=== TEXTO DE ORIGEM ===

Trata-se, bem sabido, de informação que faz parte, entre outra, do conteúdo das alíneas 4), 6) e 7) do art. 13.º (Registo de dados) da Lei n.º 7/2008, que a Recorrente, na qualidade de empregador, está obrigada à sua conservação por um período de três anos após a cessação da relação de trabalho.
É, pois, manifestamente falso que a "informação" cuja junção foi ordenada pelo Meritíssimo juiz a quo não consta do disposto no art. 13.º da Lei das Relações de Trabalho de Macau!
Acresce que,
Contrariamente ao que a Recorrente afirma, existe uma "diferença significativa" entre os presentes autos e os constantes dos Processos LB1-24-0001-LAC, LB1-24-0005-LAC e LB1-24-0010-LAC, porquanto, naqueles, efectivamente os Autores formularam "pedidos genéricos", contrariamente ao pedido formulado nos presentes autos que é um pedido determinado e concreto!

=== MATERIAL FORNECIDO ===

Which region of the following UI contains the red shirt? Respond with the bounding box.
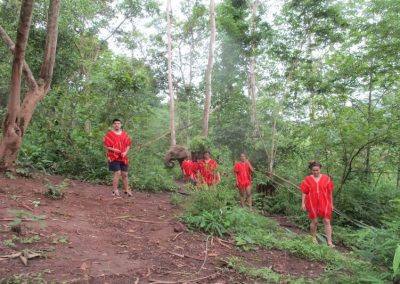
[300,175,334,220]
[197,159,219,186]
[233,162,251,189]
[103,130,132,164]
[182,160,194,177]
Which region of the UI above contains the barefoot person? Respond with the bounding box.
[300,161,334,247]
[233,153,254,209]
[197,151,220,186]
[182,156,194,182]
[103,119,132,196]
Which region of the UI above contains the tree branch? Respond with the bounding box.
[39,0,60,90]
[0,26,37,90]
[5,0,33,127]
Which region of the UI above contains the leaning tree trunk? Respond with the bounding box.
[167,0,176,146]
[202,0,216,137]
[0,0,60,169]
[248,0,260,137]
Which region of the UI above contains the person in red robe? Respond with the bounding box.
[233,153,254,209]
[197,151,220,186]
[103,119,132,196]
[300,161,334,247]
[182,156,194,181]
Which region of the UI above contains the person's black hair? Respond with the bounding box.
[308,160,322,170]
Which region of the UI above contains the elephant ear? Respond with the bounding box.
[164,145,189,169]
[164,160,175,169]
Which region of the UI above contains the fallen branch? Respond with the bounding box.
[114,216,172,224]
[168,251,203,261]
[0,218,37,222]
[149,272,218,284]
[17,202,33,212]
[172,232,184,241]
[0,250,41,266]
[217,238,232,249]
[217,238,235,245]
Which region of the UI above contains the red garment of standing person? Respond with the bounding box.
[182,160,193,179]
[197,152,219,186]
[300,161,335,248]
[300,174,333,220]
[233,162,251,190]
[103,130,132,165]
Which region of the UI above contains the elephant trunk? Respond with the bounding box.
[164,155,175,169]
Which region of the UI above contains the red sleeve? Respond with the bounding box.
[233,163,239,174]
[210,160,218,171]
[300,178,310,194]
[103,132,113,147]
[326,176,335,193]
[125,133,132,147]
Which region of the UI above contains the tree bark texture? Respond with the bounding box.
[167,0,176,146]
[202,0,216,137]
[0,0,60,169]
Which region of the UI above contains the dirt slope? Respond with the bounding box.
[0,176,323,283]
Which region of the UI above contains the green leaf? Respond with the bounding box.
[393,245,400,274]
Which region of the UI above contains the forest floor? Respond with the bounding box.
[0,176,324,284]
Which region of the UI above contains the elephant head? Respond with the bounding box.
[164,145,190,168]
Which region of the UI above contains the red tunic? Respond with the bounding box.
[233,162,251,189]
[300,175,334,220]
[103,131,132,165]
[197,159,219,186]
[182,160,194,177]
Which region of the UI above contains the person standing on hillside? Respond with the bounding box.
[197,151,220,187]
[103,118,132,196]
[233,153,254,210]
[181,155,194,182]
[300,161,335,247]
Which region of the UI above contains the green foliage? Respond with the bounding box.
[189,136,214,152]
[0,269,51,284]
[393,245,400,276]
[170,192,183,208]
[228,257,298,284]
[8,209,46,226]
[182,187,393,282]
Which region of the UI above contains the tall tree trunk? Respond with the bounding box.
[167,0,176,146]
[0,0,60,169]
[364,64,373,181]
[248,0,260,137]
[202,0,216,137]
[396,149,400,190]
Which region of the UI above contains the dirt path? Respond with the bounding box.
[0,176,323,283]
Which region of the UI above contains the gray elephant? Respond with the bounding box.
[164,145,190,168]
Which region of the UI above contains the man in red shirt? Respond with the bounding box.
[233,153,254,210]
[103,119,132,196]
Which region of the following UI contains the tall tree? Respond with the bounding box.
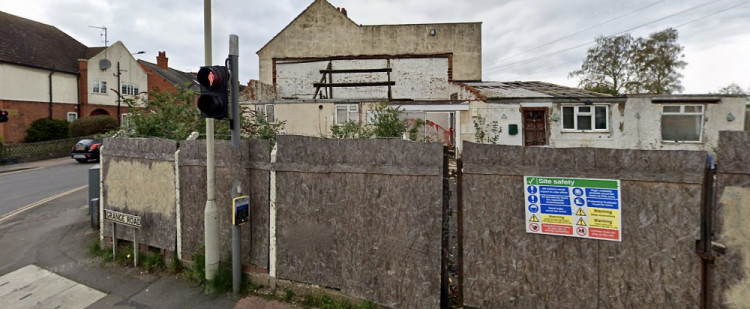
[570,34,633,95]
[633,28,687,93]
[569,28,687,95]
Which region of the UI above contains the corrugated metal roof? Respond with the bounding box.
[138,60,198,89]
[462,81,612,99]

===

REQUISITOS DO EXERCÍCIO:
**A.** Responda, por favor, a estas perguntas sobre o texto de origem:
(i) Durante quantos anos após a cessação da relação de trabalho deve o empregador conservar a informação?
(ii) Que artigo da Lei n.º 7/2008 é invocado e qual é a sua epígrafe?
(iii) Em que processos formularam os Autores "pedidos genéricos"?
**B.** Prolongue o texto de origem, sobre o recurso em matéria laboral em Macau, a partir do ponto em que termina.
A listagem não tem qualquer relação com o texto de origem.

RESPOSTAS ÀS TAREFAS:
**A.**
(i) Durante três anos.
(ii) O art. 13.º, com a epígrafe "Registo de dados".
(iii) Nos Processos LB1-24-0001-LAC, LB1-24-0005-LAC e LB1-24-0010-LAC.

**B.**
Tanto assim é que, em momento próprio, o Autor foi "convidado a aperfeiçoar" a Petição Inicial que havia sido submetida em juízo, tendo-a substituído por uma outra, mais detalhada e mais completa e relativamente à qual, em momento oportuno, a Recorrente nada avançou a respeito de um qualquer putativo "pedido genético" formulado pelo Autor!
É pois, salvo melhor opinião, manifestamente inoportuna e extemporânea toda a alegação da Recorrente a este particular respeito.
Já diz o ditado popular: "Quem não deve, não teme"!
In casu, a Recorrente, não só "deve" como "teme" pela sua falta de manifesta razão, bem sabendo que as "informações" cuja apresentação foi legal e oportunamente ordenada pelo douto Tribunal a quo são um elemento importante para a descoberta da verdade material e para a boa a célere resolução do litígio.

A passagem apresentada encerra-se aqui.